====== Given text ======

# Grail kit/s that you cant have due to cost/size...



## Flatlander54 (Feb 24, 2010)

I was just curious if anyone else has a grail kit that they will likely never own due to size/cost restrictions etc. Mine is the 1:35 scale Dora Railway Gun from Metal Troops Creations. WOW...what a kit! Its absolutely huge...not sure on the dimensions, but completed it weighs around 60 pounds from what I understand. And the cost of the kit seems to start around $850 and goes up from there depending on whos selling it. 
So, unfortunately due to size/cost limitations, this is a kit I will never own. But, there is always the Hobby Boss 1/72 scale version that is a bit more doable for the wallet and issue of space to display it.


----------



## cody6268 (Oct 31, 2013)

I normally don't collect or build model kits but I have three on my list. 

The pair of AMT American LaFrance 900s--both are more than a hundred bucks each new and sealed, and a nicely completed one can vary greatly 

Johan's Cadillac Ambulance-- In box is again, over a hundred bucks. The only completed ones I can find that I can almost afford are either heavily and often poorly modified kitbashes, or broken needing a lot of parts that aren't available.

====== Collected data ======

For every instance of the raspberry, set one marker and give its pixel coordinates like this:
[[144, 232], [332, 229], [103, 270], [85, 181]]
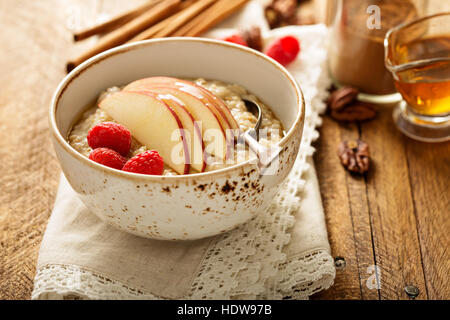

======

[Do this]:
Please print the part of the grail kit thread that begins at the words "## cody6268 (Oct" and stops after "that aren't available.", copied word for word.

[Result]:
## cody6268 (Oct 31, 2013)

I normally don't collect or build model kits but I have three on my list. 

The pair of AMT American LaFrance 900s--both are more than a hundred bucks each new and sealed, and a nicely completed one can vary greatly 

Johan's Cadillac Ambulance-- In box is again, over a hundred bucks. The only completed ones I can find that I can almost afford are either heavily and often poorly modified kitbashes, or broken needing a lot of parts that aren't available.